**PROBLEM DETAILS**
Copy out each line of the rows below that contains the word "netflix". The match is case-sensitive.

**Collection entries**
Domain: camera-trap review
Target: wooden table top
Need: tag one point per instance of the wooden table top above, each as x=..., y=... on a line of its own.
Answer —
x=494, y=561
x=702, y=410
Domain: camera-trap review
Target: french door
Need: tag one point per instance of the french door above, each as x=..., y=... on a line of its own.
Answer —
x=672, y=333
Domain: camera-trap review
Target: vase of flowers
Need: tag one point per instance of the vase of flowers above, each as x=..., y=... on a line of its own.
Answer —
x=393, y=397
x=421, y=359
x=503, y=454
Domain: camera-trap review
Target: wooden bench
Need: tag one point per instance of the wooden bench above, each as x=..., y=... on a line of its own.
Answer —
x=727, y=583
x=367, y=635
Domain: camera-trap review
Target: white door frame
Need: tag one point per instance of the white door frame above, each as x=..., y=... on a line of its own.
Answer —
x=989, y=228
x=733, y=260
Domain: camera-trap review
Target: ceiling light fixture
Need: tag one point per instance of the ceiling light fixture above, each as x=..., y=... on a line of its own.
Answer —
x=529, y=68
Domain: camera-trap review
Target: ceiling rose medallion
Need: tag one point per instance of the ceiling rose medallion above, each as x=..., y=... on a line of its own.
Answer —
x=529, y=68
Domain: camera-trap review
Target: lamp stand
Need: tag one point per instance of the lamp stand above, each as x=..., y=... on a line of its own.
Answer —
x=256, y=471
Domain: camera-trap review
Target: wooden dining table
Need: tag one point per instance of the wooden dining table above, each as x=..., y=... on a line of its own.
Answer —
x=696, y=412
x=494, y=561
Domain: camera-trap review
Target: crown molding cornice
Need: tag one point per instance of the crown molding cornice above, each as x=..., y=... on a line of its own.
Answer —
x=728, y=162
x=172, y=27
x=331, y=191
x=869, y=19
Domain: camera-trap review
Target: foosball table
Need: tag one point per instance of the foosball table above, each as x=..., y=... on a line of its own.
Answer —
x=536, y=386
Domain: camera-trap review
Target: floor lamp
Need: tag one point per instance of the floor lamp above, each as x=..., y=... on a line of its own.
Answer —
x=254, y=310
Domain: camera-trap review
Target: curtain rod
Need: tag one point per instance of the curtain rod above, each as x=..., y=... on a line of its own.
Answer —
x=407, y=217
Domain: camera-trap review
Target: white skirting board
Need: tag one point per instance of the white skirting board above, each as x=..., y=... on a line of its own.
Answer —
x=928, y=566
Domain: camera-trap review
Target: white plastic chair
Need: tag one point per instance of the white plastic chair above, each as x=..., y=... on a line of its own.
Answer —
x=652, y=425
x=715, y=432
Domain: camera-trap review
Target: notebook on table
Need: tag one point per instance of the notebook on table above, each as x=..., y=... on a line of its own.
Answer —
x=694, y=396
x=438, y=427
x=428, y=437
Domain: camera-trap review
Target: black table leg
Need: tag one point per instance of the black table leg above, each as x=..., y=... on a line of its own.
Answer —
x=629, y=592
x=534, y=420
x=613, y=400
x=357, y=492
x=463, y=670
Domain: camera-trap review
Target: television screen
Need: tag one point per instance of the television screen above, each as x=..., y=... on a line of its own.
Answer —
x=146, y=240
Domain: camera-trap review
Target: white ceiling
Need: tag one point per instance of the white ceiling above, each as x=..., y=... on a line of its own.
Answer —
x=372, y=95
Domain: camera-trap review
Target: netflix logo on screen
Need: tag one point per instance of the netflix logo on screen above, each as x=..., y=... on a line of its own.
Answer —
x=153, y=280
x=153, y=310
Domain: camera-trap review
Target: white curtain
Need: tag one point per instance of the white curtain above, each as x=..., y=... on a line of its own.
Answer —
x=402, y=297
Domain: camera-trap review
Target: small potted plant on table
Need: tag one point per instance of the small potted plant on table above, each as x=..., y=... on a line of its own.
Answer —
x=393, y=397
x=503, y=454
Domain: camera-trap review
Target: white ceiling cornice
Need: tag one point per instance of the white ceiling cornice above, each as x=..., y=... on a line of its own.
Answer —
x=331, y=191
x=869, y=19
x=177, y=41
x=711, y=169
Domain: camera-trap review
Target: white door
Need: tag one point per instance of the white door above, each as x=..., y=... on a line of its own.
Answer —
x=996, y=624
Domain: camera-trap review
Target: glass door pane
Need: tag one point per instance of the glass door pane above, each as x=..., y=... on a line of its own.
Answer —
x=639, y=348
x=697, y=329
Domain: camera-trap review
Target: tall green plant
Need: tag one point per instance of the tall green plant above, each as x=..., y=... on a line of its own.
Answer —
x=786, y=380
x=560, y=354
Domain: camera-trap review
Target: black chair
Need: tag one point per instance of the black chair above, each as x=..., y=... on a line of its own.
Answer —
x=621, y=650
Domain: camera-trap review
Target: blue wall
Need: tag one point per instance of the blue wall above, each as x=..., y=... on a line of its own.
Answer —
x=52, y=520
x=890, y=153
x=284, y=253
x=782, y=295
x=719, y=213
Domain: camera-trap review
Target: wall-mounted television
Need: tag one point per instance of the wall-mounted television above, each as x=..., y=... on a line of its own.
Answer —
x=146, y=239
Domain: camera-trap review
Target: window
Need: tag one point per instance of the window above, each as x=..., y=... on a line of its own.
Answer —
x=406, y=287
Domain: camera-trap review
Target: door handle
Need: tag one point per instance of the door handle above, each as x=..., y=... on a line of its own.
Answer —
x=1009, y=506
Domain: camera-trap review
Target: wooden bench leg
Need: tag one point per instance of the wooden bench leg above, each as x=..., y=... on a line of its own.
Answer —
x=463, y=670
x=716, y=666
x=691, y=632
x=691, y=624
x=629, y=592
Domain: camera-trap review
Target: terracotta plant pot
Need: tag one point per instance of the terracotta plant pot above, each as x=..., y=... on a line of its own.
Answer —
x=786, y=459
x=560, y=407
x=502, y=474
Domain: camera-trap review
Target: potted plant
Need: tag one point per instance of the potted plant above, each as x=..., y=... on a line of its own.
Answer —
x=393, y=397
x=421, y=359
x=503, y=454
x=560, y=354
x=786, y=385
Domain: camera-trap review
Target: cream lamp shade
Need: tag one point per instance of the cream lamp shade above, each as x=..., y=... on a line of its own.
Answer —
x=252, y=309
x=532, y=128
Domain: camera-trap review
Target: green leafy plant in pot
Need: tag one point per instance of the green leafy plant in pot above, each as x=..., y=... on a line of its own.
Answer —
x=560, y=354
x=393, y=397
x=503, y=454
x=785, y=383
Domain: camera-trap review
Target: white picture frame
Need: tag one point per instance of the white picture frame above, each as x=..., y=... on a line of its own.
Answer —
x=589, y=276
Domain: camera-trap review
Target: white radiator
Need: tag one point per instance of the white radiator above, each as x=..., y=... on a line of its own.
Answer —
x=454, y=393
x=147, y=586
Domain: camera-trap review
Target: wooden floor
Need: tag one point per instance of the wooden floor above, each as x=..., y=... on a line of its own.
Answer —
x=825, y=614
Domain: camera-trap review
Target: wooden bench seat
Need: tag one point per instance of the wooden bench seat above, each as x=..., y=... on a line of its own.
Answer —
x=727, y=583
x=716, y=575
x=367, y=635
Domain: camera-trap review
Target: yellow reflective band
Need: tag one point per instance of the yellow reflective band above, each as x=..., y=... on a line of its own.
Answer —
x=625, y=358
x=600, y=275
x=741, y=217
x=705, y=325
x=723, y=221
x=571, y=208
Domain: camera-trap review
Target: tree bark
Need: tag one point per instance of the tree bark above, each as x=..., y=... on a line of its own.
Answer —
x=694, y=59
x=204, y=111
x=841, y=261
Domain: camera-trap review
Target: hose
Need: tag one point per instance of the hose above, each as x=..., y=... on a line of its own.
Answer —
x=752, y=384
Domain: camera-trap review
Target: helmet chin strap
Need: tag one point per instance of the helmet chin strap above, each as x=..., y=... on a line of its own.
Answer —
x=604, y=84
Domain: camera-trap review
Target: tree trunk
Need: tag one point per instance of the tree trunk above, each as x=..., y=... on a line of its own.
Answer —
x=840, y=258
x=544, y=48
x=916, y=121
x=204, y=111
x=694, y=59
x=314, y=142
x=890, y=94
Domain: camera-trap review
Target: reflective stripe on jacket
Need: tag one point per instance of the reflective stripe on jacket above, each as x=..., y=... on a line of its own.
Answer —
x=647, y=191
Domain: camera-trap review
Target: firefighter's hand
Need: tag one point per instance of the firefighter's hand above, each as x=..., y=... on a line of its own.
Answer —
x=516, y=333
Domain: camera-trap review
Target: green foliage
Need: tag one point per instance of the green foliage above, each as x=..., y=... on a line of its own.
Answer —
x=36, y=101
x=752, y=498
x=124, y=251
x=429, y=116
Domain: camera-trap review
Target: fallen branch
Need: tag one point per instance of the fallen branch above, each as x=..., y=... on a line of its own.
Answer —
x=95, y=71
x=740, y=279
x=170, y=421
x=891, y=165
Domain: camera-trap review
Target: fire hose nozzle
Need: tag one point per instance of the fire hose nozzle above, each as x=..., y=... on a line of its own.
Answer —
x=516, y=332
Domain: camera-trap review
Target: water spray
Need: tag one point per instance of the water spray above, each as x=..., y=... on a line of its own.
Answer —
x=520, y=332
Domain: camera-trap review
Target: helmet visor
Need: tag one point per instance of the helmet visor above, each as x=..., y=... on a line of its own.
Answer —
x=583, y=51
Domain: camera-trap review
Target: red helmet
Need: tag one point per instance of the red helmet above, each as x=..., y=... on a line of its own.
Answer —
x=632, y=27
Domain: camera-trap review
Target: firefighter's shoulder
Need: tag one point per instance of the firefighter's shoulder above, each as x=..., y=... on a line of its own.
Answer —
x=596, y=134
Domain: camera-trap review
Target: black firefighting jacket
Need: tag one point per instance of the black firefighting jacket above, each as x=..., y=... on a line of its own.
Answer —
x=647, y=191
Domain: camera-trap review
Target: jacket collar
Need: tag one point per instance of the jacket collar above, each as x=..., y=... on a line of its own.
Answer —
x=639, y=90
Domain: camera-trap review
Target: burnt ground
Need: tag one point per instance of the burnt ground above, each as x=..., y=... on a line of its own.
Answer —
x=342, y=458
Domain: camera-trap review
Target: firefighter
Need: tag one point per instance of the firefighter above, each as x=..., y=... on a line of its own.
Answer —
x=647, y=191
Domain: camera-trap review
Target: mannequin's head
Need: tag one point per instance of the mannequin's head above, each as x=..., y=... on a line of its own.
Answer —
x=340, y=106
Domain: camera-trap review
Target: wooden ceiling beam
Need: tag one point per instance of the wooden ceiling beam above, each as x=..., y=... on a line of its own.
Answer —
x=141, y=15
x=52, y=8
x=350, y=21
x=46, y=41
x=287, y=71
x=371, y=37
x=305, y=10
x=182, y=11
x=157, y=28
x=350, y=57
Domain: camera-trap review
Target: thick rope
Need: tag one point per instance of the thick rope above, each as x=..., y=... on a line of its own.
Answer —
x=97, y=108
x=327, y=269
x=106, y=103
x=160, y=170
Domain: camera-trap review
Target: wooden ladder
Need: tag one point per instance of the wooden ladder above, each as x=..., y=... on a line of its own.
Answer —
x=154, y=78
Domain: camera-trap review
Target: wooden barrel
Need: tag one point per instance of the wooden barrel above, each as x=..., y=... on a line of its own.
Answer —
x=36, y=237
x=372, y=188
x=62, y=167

**CORRECT OUTPUT**
Target: netflix logo on screen
Need: tag one point per instance of the netflix logo on screen above, each as x=..., y=... on a line of its own.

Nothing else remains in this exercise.